Data excerpts -
______

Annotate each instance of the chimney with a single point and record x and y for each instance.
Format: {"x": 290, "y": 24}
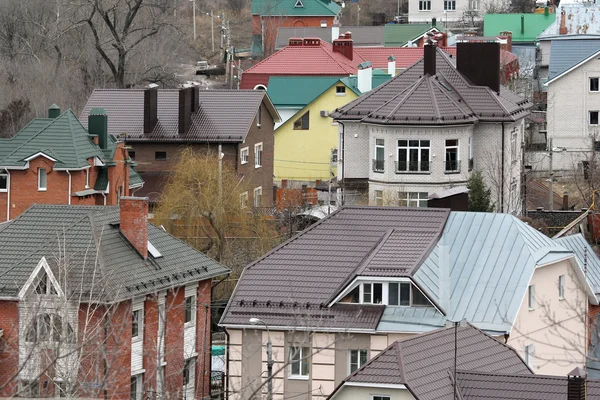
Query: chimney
{"x": 365, "y": 77}
{"x": 429, "y": 52}
{"x": 53, "y": 111}
{"x": 563, "y": 22}
{"x": 134, "y": 222}
{"x": 150, "y": 109}
{"x": 392, "y": 65}
{"x": 344, "y": 45}
{"x": 185, "y": 108}
{"x": 479, "y": 61}
{"x": 98, "y": 126}
{"x": 576, "y": 385}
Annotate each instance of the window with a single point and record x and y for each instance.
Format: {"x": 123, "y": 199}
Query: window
{"x": 379, "y": 156}
{"x": 529, "y": 354}
{"x": 299, "y": 361}
{"x": 452, "y": 161}
{"x": 258, "y": 155}
{"x": 413, "y": 156}
{"x": 358, "y": 358}
{"x": 449, "y": 5}
{"x": 561, "y": 287}
{"x": 244, "y": 156}
{"x": 135, "y": 321}
{"x": 378, "y": 197}
{"x": 302, "y": 122}
{"x": 189, "y": 309}
{"x": 413, "y": 199}
{"x": 42, "y": 179}
{"x": 594, "y": 84}
{"x": 258, "y": 196}
{"x": 531, "y": 297}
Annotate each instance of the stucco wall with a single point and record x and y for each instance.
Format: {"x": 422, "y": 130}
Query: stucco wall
{"x": 558, "y": 349}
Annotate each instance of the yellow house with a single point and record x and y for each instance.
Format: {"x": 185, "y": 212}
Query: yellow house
{"x": 306, "y": 142}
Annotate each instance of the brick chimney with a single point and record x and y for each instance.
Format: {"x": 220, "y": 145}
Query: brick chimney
{"x": 185, "y": 110}
{"x": 344, "y": 45}
{"x": 150, "y": 109}
{"x": 134, "y": 222}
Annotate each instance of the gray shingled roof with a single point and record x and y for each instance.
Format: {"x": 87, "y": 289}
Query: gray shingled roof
{"x": 448, "y": 97}
{"x": 224, "y": 115}
{"x": 72, "y": 234}
{"x": 424, "y": 363}
{"x": 506, "y": 386}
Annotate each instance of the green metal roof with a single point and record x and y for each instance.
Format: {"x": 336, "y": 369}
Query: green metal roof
{"x": 398, "y": 35}
{"x": 533, "y": 25}
{"x": 288, "y": 7}
{"x": 298, "y": 91}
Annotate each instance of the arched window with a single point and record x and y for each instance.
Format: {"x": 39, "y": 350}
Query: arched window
{"x": 49, "y": 328}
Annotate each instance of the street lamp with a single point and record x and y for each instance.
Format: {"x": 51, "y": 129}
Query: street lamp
{"x": 256, "y": 321}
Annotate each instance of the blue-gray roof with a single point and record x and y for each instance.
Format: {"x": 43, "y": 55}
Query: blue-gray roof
{"x": 565, "y": 54}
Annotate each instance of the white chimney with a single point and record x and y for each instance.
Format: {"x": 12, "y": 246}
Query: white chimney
{"x": 392, "y": 65}
{"x": 335, "y": 32}
{"x": 365, "y": 77}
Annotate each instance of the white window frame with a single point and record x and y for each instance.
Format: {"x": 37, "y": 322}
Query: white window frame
{"x": 258, "y": 150}
{"x": 45, "y": 174}
{"x": 244, "y": 152}
{"x": 531, "y": 297}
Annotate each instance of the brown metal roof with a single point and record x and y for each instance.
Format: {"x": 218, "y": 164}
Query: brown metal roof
{"x": 412, "y": 98}
{"x": 506, "y": 386}
{"x": 424, "y": 363}
{"x": 224, "y": 115}
{"x": 309, "y": 270}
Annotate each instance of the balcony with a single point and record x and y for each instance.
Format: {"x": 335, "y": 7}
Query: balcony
{"x": 413, "y": 167}
{"x": 452, "y": 166}
{"x": 378, "y": 165}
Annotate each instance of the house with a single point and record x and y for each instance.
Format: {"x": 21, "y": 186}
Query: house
{"x": 268, "y": 16}
{"x": 306, "y": 128}
{"x": 157, "y": 124}
{"x": 426, "y": 129}
{"x": 95, "y": 302}
{"x": 390, "y": 273}
{"x": 56, "y": 160}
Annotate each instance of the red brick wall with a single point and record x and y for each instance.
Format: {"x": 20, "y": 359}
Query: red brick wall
{"x": 9, "y": 346}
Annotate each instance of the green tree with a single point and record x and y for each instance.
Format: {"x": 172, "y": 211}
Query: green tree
{"x": 480, "y": 196}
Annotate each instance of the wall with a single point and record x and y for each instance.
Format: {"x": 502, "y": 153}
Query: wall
{"x": 305, "y": 155}
{"x": 559, "y": 349}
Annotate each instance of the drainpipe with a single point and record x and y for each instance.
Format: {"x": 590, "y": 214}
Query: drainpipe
{"x": 68, "y": 173}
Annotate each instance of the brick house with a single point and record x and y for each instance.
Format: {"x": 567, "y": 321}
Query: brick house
{"x": 55, "y": 160}
{"x": 99, "y": 303}
{"x": 157, "y": 124}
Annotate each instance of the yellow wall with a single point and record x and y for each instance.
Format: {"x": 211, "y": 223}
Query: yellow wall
{"x": 304, "y": 155}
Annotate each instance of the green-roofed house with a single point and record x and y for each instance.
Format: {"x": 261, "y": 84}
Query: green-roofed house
{"x": 304, "y": 104}
{"x": 55, "y": 160}
{"x": 269, "y": 15}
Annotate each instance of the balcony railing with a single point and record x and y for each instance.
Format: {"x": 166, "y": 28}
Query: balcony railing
{"x": 408, "y": 167}
{"x": 378, "y": 165}
{"x": 452, "y": 166}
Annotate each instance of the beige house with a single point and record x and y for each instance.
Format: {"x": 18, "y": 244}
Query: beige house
{"x": 347, "y": 288}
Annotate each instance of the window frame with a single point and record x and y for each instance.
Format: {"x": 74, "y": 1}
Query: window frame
{"x": 40, "y": 174}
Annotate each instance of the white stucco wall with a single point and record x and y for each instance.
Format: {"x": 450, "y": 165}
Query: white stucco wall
{"x": 559, "y": 349}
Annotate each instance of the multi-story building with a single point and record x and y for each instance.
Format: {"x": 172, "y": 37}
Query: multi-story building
{"x": 97, "y": 303}
{"x": 433, "y": 124}
{"x": 56, "y": 160}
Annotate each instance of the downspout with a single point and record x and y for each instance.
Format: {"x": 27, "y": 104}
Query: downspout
{"x": 68, "y": 173}
{"x": 502, "y": 176}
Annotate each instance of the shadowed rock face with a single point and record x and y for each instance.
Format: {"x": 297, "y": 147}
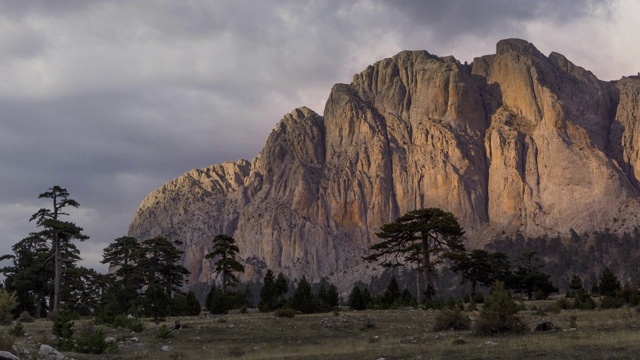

______

Work to be completed -
Could the lines from the one with "Annotate each instance of the shadowed" through the last line of the material above be written out exactly, both included, with pictures left out?

Response -
Annotate each instance of the shadowed rock face with a single point and record x and y for each instance.
Format: {"x": 297, "y": 147}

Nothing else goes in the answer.